» Records for this task:
##########

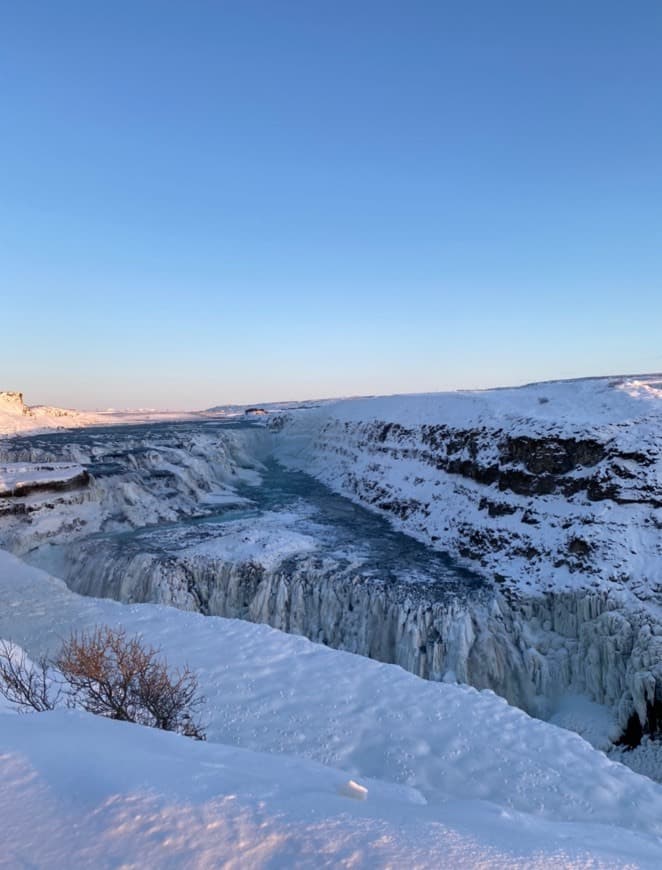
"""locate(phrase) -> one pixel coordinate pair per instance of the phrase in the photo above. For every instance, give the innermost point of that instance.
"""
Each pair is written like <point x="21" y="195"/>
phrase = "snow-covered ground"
<point x="18" y="418"/>
<point x="455" y="777"/>
<point x="548" y="486"/>
<point x="19" y="477"/>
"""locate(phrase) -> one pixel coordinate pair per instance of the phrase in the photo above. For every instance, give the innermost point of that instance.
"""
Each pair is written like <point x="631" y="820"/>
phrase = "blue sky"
<point x="207" y="202"/>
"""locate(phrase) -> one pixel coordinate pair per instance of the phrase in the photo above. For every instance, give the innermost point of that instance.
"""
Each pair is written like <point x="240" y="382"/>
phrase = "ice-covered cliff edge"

##########

» Your objective: All of the data needs repeating exactly, but the pictures do not.

» Solution for this problem:
"""locate(phrase) -> one pixel coordinate pair per instance of the phrase in the photo above. For every instance, give the innermost point of that instance.
"""
Each pair is written like <point x="21" y="195"/>
phrase = "snow-covered ground"
<point x="18" y="418"/>
<point x="455" y="777"/>
<point x="548" y="486"/>
<point x="19" y="477"/>
"""locate(phrase) -> one pixel coordinate pair per instance of the phrase in the photo above. For every instance, give the innermost point of that instance.
"""
Each pair is written like <point x="631" y="820"/>
phrase = "blue sky"
<point x="207" y="202"/>
"""locate(phrase) -> one pixel coordinate pair per instance of the phrase in the photo above. For every instance, give the innermost point of that instance.
"""
Each pair is written like <point x="240" y="382"/>
phrase = "ice-covered cliff edge"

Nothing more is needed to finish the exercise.